In the entries that follow, identify the line containing "Place one marker on each instance of the white button." and return it together with all later lines, exactly as they appear.

Begin

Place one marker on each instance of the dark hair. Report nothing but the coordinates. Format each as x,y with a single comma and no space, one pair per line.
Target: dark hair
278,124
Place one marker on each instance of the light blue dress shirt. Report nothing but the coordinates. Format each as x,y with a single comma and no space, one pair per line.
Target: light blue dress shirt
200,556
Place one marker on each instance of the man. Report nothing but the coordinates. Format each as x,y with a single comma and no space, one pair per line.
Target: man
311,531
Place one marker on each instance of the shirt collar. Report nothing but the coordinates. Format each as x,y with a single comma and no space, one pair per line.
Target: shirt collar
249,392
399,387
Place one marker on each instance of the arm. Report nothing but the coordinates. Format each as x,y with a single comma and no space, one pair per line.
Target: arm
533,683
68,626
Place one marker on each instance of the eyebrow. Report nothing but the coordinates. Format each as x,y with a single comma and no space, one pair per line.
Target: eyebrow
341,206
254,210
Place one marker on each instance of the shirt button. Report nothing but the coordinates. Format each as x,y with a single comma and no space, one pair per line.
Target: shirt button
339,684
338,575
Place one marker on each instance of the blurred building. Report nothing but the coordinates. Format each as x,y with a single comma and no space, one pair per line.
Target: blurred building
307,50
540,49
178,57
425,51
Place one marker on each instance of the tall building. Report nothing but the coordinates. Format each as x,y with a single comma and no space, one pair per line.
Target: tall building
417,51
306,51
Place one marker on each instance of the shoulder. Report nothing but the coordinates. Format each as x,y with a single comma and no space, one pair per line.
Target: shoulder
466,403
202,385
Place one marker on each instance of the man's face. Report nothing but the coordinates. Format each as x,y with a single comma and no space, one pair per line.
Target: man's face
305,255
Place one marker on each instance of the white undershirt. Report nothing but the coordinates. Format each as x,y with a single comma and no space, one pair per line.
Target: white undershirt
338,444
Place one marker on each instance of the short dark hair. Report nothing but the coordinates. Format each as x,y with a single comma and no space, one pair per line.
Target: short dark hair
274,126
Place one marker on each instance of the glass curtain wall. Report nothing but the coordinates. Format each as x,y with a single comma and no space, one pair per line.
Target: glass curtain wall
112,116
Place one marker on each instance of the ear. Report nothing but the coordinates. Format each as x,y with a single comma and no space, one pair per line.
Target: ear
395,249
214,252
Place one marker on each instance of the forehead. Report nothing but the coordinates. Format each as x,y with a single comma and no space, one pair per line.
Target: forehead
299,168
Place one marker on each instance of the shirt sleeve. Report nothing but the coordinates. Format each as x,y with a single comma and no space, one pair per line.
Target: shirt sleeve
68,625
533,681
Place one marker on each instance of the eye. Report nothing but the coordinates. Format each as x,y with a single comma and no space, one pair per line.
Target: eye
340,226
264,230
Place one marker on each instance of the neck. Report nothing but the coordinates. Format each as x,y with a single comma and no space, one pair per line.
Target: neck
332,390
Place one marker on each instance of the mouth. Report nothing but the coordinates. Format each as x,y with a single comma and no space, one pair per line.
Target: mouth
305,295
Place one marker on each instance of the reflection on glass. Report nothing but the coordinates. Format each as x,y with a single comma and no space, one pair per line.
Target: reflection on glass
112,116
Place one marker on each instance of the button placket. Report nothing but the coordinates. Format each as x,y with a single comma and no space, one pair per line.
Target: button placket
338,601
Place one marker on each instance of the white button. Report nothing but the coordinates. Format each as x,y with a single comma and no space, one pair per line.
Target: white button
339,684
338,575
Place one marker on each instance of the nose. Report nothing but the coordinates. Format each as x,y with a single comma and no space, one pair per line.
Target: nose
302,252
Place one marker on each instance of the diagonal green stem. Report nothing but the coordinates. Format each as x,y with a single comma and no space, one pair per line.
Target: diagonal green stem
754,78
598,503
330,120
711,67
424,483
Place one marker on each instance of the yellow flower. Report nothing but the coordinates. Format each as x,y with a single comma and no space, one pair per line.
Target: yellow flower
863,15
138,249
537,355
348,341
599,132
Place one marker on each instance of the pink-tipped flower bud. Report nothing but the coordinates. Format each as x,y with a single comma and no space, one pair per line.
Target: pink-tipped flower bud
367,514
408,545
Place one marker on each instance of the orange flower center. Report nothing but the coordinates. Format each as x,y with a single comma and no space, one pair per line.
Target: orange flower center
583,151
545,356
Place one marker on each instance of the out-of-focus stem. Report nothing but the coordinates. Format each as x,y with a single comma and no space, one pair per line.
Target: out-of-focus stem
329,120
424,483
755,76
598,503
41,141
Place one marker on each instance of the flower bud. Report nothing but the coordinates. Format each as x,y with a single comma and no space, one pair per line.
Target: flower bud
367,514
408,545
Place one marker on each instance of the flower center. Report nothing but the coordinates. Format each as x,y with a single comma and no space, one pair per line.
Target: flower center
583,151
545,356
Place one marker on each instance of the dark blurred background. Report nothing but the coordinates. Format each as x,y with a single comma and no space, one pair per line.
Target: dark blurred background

End

Worked solution.
Place one marker on each instance of the white button. Report nothing but the coordinates. Format each as x,y with a single comma and no space, one pair per line.
Target: white button
339,684
338,575
Place one marker on each instance of the nose. Report nothing but the coordinates. Format each as x,y with a single comma and no space, one pair per line.
Target: nose
302,252
Place one marker on each instance of the diagonal green stem. Report nothing but the coordinates. Format each as x,y with a single comma and no space, one pair per line.
Target: diagonal green stem
754,78
598,503
330,120
711,67
424,483
Place one marker on each instance of the yellow flower. Report nothing but the coordinates. Format each as x,y with a single comma and no space, one pair per line.
Target: yellow flower
863,15
138,249
537,355
348,341
599,132
Place one marker on each instance of the pink-tipped flower bud. Report nothing but the coordinates. Format each as x,y with a single comma and no space, one pair per line.
Target: pink-tipped flower bud
367,514
408,545
Place one marker on each instance of the orange flower center. Report nothing but the coordinates. Format each as x,y with a single comma and no space, one pair per line.
Target: orange flower center
583,151
545,356
Place one marker on each instance of the out-of-focus stem. Report nothing but the coordinates. Format each as x,y with a single comma and no space, one pair per line.
Target: out-of-focus stem
329,120
424,483
755,76
598,503
41,141
Place one marker on each instance of the flower bud. Report nothing but the coordinates. Format each as x,y with a single comma and no space, one pair per line.
Target: flower bud
367,514
408,545
Place one marker on each instance of the flower center. Report nothing but the coordinates. Format each as x,y with a single comma and no space, one pair per line.
Target: flower center
583,151
545,356
Place one marker on each instance of the dark blurred background. Report nothing but the coordinates. Format each as x,y with a single comma and no space, one pair per line.
Target: dark blurred background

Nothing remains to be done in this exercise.